## Exercise A
According to the mailing list post, which link do the replying poster's DNS and mail servers use?

## Extract provided
==========

Re: no netfilter debugging?

Alistair Tonner <Alistair@xxxxxxxxxx> · Wed, 27 Apr 2005 20:38:31 -0400



On April 27, 2005 02:37 pm, Daniel Wittenberg wrote:
> I'm still trying to find out why NAT stops working after awhile, so I'm
> again going to see if anyone has a way to debug this.  I'm not asking
> for people to debug it for me, I'll do the leg-work, but how do you
> debug at the kernel-level what netfilter is doing with packets?  The
> firewall/load balancing works for awhile then suddenly stops working,
> could be 5 minutes, could be 5 hours...I am at a loss as to what causes
> it and nothing in dmesg/syslog for errors.  Just flushing the rules and
> routing tables and re-configing fixes the problem so I'm guessing there
> is some limit it is hitting, but with nothing being logged I don't know
> where to start.  I'm not sure if some of the kernel debugging tools can
> be limited to only view netfilter activity, but I think that's what I'll
> need to figure this out.

	y'know -- I've seen this thread a bit and am wondering ... 
	
1) Just an aside to think about:
	You mention load balancing here... I can't recall off the top of my head if 
its inbound LB or inbound LB, but I have to ask, do you have a pppoe link in 
there?  I have to ask, I've a cable modem and a DSL modem.  The DSL is my 
'service' port since the upstream doesn't filter ports, whereas the cable 
link does, so my DNS and mail servers use the DSL side only.  Periodically 
the DSL stream provider has fits, and does weird things to their routing 
which will result in my service side connections hanging.  This makes things 
look like they've stopped dead for a while until the DNS comes back.  You 
would be astonished at the number of processess that need 'gethostbyname' ..

==========

## Supplied records

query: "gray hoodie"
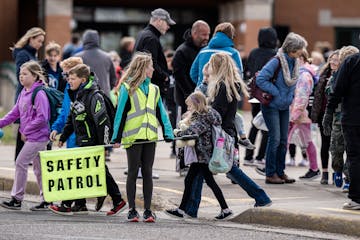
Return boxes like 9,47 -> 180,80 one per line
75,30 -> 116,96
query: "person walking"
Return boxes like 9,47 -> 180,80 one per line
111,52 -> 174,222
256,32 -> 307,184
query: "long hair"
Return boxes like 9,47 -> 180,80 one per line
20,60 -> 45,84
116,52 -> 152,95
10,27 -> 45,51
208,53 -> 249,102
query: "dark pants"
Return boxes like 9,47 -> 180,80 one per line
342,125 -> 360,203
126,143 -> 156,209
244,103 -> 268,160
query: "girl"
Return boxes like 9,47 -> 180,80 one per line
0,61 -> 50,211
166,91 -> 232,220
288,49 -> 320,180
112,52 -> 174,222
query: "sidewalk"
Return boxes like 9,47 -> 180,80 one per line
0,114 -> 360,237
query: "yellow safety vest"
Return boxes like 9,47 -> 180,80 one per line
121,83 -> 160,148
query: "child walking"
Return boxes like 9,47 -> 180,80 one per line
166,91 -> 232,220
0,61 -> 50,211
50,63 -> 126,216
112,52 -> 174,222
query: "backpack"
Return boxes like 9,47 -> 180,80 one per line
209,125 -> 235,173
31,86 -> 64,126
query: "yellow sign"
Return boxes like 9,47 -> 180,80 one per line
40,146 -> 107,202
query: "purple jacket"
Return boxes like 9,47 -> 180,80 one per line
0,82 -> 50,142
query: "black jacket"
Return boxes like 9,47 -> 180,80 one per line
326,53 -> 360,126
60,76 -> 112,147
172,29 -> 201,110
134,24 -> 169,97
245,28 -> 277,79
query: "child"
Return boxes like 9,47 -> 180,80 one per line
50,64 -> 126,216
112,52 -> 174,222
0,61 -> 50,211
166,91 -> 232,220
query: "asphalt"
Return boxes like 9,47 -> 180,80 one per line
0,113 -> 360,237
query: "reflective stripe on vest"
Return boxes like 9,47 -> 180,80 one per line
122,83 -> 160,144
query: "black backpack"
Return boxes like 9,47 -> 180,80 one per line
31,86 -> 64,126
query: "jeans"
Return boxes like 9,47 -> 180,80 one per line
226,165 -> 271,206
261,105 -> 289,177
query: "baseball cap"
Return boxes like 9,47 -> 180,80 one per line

==========

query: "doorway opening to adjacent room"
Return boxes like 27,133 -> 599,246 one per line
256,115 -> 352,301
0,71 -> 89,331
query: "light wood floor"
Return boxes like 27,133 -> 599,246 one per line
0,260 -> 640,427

==========

## Exercise B
Pull out every line of the records above that contains the string "vest".

## Full answer A
The DSL side only.

## Full answer B
query: "yellow safety vest"
query: "reflective stripe on vest"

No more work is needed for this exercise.